In base al brano sulle FAQ del Garante della Privacy, spiega perché il consenso del lavoratore non basta al datore di lavoro per acquisire informazioni sul suo stato vaccinale.

### Brano fornito
···
Garante della Privacy. FAQ del 17 febbraio 2021 in materia di trattamento dei dati personali.
A completamento dell’approfondimento sul tema della vaccinazione anti COVID-19 dei lavoratori segnaliamo la pubblicazione di alcune importanti FAQ da parte del Garante per la protezione dei dati personali (clicca qui).
La posizione del Garante risulta confermare l’indirizzo interpretativo di Confcooperative e ICN.
Risulta infatti ribadita la centralità le funzioni in materia di sorveglia sanitaria attribuite per legge al medico competente (T.U. 81/2008 sulla salute e sicurezza nei luoghi di lavoro).
Quindi, è al medico competente che l’impresa dovrà far riferimento, non potendo agire diversamente, per acquisire le informazioni legate ai propri lavoratori dipendenti relativamente alla loro idoneità per l’accesso ai luoghi di lavoro e/o per lo svolgimento di determinate mansioni, attenendosi scrupolosamente a tali sue indicazioni.
Conseguentemente, anche l’eventuale scelta di un datore di lavoro di assegnare un lavoratore ad altre mansioni compatibili o, come estrema ratio, di sospenderlo dal lavoro e dalla retribuzione, dovrà necessariamente derivare dalle informazioni che saranno fornite dal medico competente circa un’inidoneità temporanea del soggetto.
Nel merito, le indicazioni del Garante sono così riassumibili:

 

  1. Il datore di lavoro non può acquisire direttamente dai suoi dipendenti informazioni sullo stato vaccinale né copia di documenti che attestino l’avvenuta vaccinazione anti Covid-19, nemmeno con il consenso degli interessati. Non lo permettono le disposizioni emanate per l’emergenza né le norme in materia di sicurezza sui luoghi di lavoro. L’eventuale consenso offerto dal lavoratore non basta, infatti, stante lo squilibrio del rapporto tra datore e dipendente nel contesto lavorativo.
  2. Il datore di lavoro non può acquisire i nominativi dei dipendenti vaccinati nemmeno dal medico competente, l’unico deputato a trattare i dati sanitari e le informazioni relative alla vaccinazione dei lavoratori. Come anticipato, il medico competente dovrà trasferire soltanto giudizi di idoneità/inidoneità alla mansione insieme ad eventuali prescrizioni e limitazioni in essi riportati.
  3. In attesa di un (eventuale) intervento del legislatore che imponga la vaccinazione anti Covid-19 quale condizione per lo svolgimento di determinate attività e mansioni, spetta unicamente al medico competente, sulla base dei dati sanitari in suo possesso, valutare se la vaccinazione costituisce una condizione imprescindibile per l’accesso ai luoghi di lavoro e per lo svolgimento di determinate mansioni (es. in ambito socio-sanitario). Qualora lo fosse, come già ribadito, da ciò discende l’eventuale giudizio di temporanea inidoneità alla mansione da fornire al datore di lavoro che dovrà attivarsi di conseguenza (assegnazione se possibile ad altre mansioni compatibili o, se impraticabile, sospensione da lavoro e da retribuzione).
···
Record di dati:
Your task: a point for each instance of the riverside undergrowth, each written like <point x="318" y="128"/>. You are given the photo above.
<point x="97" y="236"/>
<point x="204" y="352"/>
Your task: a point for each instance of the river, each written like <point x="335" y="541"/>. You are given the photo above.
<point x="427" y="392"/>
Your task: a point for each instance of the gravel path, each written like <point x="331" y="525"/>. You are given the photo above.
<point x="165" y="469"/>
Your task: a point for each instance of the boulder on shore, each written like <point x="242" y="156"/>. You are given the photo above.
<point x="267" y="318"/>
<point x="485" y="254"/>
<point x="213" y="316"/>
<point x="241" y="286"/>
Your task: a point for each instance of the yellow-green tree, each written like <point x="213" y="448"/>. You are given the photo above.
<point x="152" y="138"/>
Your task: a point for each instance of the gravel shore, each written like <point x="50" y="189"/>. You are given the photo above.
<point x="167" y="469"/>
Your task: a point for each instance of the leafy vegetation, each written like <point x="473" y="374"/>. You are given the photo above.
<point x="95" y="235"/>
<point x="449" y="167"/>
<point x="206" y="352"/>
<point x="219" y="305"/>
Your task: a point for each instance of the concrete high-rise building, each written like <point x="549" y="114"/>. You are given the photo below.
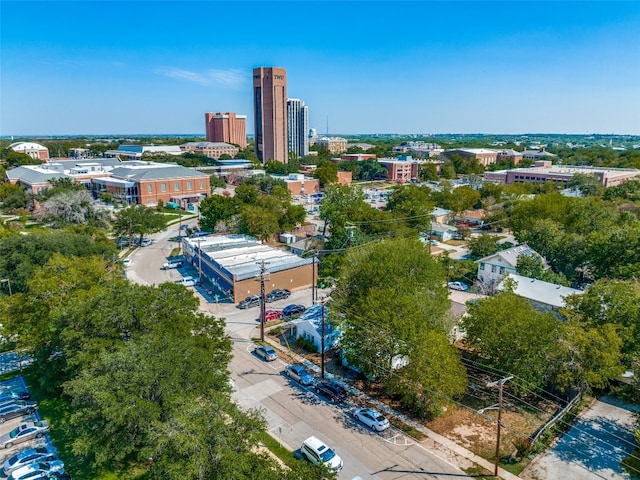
···
### Esito del compito
Il consenso del lavoratore non basta perché nel contesto lavorativo il rapporto tra datore e dipendente è squilibrato. Inoltre, né le disposizioni emanate per l'emergenza né le norme sulla sicurezza nei luoghi di lavoro permettono al datore di acquisire direttamente queste informazioni.